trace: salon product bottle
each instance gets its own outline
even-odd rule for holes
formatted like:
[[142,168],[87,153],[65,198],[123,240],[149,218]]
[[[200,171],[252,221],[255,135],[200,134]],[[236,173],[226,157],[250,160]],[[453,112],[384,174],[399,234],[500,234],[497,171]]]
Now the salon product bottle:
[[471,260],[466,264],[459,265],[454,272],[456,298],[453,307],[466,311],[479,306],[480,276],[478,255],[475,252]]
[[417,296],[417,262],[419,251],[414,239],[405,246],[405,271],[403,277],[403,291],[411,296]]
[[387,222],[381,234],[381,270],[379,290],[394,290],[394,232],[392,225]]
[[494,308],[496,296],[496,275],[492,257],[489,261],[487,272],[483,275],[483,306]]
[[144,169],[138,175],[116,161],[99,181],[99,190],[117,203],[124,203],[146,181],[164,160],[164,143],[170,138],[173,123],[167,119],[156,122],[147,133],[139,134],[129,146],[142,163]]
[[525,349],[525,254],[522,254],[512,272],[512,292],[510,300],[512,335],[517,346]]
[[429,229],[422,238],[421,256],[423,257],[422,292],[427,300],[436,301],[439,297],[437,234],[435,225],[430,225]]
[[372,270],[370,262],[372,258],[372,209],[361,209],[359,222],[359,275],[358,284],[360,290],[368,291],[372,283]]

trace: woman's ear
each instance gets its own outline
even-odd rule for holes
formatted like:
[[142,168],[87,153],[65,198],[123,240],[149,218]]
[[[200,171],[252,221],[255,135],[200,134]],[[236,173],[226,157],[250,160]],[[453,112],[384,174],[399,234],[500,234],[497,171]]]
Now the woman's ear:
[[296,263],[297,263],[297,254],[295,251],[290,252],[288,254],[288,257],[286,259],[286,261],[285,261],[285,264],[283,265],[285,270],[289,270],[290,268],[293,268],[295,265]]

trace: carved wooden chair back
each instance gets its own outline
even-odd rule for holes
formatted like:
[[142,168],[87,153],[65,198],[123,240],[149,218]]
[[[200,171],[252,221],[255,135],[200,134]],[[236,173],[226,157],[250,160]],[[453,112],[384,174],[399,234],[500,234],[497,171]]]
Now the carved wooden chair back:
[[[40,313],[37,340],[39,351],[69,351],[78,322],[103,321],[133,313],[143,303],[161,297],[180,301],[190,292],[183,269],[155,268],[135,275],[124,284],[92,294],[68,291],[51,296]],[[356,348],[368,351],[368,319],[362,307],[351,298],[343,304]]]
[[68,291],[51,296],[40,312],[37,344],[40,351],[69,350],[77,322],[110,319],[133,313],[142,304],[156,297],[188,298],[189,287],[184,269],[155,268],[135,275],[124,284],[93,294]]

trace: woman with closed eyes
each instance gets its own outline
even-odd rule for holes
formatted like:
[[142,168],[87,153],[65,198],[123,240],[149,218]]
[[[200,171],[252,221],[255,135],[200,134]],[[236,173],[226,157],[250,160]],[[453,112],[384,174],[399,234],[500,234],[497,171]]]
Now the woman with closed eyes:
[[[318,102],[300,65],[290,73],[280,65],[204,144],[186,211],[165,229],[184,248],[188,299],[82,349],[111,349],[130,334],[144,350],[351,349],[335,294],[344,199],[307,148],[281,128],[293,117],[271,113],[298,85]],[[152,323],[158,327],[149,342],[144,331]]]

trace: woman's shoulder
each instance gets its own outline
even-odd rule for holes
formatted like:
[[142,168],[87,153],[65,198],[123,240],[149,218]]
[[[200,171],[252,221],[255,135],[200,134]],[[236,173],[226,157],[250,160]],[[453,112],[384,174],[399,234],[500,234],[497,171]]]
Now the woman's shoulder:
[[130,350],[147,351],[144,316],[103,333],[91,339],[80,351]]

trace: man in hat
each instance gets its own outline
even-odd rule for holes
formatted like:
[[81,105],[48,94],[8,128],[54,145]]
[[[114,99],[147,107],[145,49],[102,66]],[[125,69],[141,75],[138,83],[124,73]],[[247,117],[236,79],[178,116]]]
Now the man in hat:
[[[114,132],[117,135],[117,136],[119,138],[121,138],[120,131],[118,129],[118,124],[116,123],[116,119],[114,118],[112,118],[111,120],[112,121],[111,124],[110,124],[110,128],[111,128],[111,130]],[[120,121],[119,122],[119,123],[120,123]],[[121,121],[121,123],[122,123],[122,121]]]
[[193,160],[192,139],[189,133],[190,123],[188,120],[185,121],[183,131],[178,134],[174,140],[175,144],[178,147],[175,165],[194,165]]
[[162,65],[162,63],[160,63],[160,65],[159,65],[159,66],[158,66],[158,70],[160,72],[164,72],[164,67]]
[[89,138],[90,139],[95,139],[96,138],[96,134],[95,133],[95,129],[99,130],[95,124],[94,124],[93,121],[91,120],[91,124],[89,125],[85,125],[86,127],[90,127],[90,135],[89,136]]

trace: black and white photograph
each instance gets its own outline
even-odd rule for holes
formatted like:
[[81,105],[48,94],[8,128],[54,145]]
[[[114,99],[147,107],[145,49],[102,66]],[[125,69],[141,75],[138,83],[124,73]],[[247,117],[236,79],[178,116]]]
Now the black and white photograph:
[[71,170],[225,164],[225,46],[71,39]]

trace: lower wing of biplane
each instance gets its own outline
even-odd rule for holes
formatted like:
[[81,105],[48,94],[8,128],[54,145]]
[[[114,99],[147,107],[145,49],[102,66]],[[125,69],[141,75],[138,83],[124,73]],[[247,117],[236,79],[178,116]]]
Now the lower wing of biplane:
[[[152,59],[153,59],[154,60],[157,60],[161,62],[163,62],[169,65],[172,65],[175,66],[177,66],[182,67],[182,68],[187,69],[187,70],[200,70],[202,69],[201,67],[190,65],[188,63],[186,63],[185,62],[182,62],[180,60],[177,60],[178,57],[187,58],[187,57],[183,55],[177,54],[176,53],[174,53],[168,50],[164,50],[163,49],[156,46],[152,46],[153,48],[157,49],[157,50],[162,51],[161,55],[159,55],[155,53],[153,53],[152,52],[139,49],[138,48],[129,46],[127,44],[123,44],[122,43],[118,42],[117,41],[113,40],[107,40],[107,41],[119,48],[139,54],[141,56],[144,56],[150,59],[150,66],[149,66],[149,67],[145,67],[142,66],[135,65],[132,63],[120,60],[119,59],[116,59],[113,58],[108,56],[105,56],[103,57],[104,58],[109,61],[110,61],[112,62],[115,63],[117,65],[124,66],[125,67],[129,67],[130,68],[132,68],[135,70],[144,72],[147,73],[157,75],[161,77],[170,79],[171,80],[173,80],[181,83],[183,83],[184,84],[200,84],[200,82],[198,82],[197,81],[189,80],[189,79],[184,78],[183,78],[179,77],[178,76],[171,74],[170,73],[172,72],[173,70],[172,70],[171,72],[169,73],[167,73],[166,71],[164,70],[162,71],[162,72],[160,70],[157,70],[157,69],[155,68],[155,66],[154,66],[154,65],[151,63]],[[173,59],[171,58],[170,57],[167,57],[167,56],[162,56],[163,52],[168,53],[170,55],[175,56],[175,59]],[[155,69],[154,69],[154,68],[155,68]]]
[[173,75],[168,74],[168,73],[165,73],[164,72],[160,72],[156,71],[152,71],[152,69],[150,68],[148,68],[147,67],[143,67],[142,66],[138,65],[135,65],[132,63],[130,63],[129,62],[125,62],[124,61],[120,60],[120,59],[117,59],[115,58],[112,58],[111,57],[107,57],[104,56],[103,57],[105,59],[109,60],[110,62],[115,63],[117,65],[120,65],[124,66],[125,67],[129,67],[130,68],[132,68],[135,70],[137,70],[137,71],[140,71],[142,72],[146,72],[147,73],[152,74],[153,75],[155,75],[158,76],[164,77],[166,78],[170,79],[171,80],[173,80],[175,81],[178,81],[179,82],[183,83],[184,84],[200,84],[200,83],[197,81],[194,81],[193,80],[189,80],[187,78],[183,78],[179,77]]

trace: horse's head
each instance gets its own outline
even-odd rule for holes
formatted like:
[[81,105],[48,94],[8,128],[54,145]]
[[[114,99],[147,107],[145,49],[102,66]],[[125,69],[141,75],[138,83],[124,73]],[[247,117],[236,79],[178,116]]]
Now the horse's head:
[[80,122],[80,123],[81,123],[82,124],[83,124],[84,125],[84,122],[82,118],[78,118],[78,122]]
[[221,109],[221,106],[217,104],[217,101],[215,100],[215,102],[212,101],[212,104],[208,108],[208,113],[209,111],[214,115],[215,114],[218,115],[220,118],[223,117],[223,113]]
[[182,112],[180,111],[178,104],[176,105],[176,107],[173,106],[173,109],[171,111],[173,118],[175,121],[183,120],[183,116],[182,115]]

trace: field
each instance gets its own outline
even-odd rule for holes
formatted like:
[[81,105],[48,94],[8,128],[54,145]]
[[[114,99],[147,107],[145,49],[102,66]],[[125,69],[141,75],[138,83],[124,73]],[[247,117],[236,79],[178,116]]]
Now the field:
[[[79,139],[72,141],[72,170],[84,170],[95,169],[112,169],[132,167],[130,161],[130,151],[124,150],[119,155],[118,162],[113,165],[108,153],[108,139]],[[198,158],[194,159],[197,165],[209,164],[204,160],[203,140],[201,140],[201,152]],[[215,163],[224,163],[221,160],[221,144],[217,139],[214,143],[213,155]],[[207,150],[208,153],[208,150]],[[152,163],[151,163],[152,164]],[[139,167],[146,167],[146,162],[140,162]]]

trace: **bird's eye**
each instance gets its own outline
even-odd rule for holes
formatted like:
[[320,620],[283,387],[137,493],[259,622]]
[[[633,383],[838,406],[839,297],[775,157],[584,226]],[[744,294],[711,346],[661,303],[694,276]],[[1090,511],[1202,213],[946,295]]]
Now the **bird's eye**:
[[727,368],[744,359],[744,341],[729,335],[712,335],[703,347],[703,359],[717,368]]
# # # # #
What you need to do:
Retype the part of the material that opens with the line containing "trace: horse's head" and closes with the line containing "Now the horse's", keeping every line unchanged.

Answer to this task:
trace: horse's head
each instance gets its own outline
even-odd rule for holes
formatted like:
[[81,105],[48,94],[8,128],[54,145]]
[[[114,99],[147,107],[145,49],[102,66]],[[125,69],[141,75],[138,83],[124,73]],[[247,117],[236,79],[178,116]]]
Now the horse's head:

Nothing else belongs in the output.